-------- Dataset excerpts --------

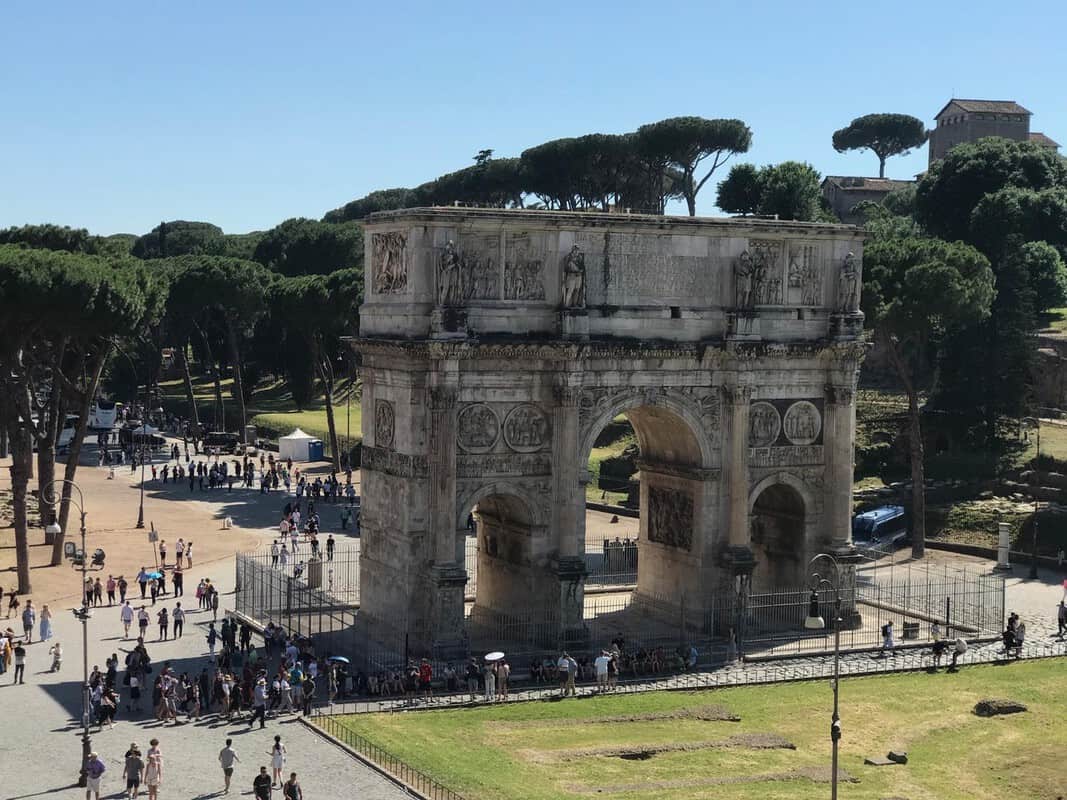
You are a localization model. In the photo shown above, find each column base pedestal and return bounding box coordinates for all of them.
[559,308,589,341]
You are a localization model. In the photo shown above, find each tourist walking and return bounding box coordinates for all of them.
[12,642,26,684]
[219,739,241,795]
[22,601,37,644]
[123,745,144,800]
[118,601,133,639]
[144,739,163,800]
[268,736,288,786]
[85,753,108,800]
[881,620,893,656]
[252,767,274,800]
[41,603,52,642]
[156,607,171,641]
[282,772,304,800]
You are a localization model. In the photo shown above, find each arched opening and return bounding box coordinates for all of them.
[466,486,559,649]
[582,398,708,646]
[751,483,806,592]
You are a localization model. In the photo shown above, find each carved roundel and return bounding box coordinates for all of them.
[456,403,500,452]
[375,400,396,449]
[748,400,782,447]
[782,400,823,445]
[504,403,548,452]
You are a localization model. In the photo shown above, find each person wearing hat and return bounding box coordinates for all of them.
[249,677,267,729]
[85,753,107,800]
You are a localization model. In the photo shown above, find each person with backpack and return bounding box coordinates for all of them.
[881,620,893,655]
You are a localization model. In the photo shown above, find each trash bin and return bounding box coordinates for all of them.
[307,556,322,589]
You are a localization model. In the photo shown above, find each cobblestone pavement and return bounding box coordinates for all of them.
[324,558,1067,714]
[0,561,409,800]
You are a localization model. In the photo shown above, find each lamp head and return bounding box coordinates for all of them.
[803,589,826,630]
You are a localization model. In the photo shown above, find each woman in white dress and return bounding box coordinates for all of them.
[144,739,163,800]
[269,736,285,786]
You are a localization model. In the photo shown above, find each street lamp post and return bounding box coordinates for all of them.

--------

Reproduce every line of the material above word for word, leaving out the picture.

● Response to the task:
You are a localization model. In the photo shown above, find each column base pedestal and return bounding box coordinates for all of them.
[559,308,589,341]
You are a localization model. In the photo shown above, find each tourist walking and return bounding box coordinates for all of them.
[12,642,26,684]
[219,739,241,795]
[22,601,37,644]
[123,745,144,800]
[118,601,133,639]
[144,739,163,800]
[268,736,288,786]
[85,753,108,800]
[881,620,893,656]
[252,767,274,800]
[41,603,52,642]
[156,607,171,641]
[282,772,304,800]
You are a localization model. In the photo shown above, find each arched opening and return bounding box coordinates for all of them.
[466,486,559,649]
[582,398,708,646]
[751,483,806,592]
You are a localization model. In the photo shown above, find each carved roundel and return bounding box coordinates for all of them.
[456,403,500,452]
[375,400,396,449]
[748,400,782,447]
[782,400,823,445]
[504,403,548,452]
You are a localization model. In the photo shown above, find each person wearing hat and return bounding box coordinates for all of them.
[249,677,267,729]
[85,753,107,800]
You are a localization model. In the photo shown above, find each person with backpack and return bounding box coordinates for all of them.
[881,620,893,655]
You are a localization model. In the photo shown above, find each trash bin and return bounding box coordinates for all of them.
[307,556,322,589]
You are a localization model. In the photo shown above, find each cobblestone pavement and return bounding box coordinates for all of them.
[324,558,1067,714]
[0,561,409,800]
You are a localization model. In the photo shown above, find each lamp head and return bounding box coordinates for all of them.
[803,589,826,630]
You are a localization model. In the photo shown above, find each woman in white dress and return bounding box coordinates for all of them.
[144,739,163,800]
[269,736,285,786]
You are a localization model. In the photo shown above, find each street lamp post and return bounding box coordinates for all of them.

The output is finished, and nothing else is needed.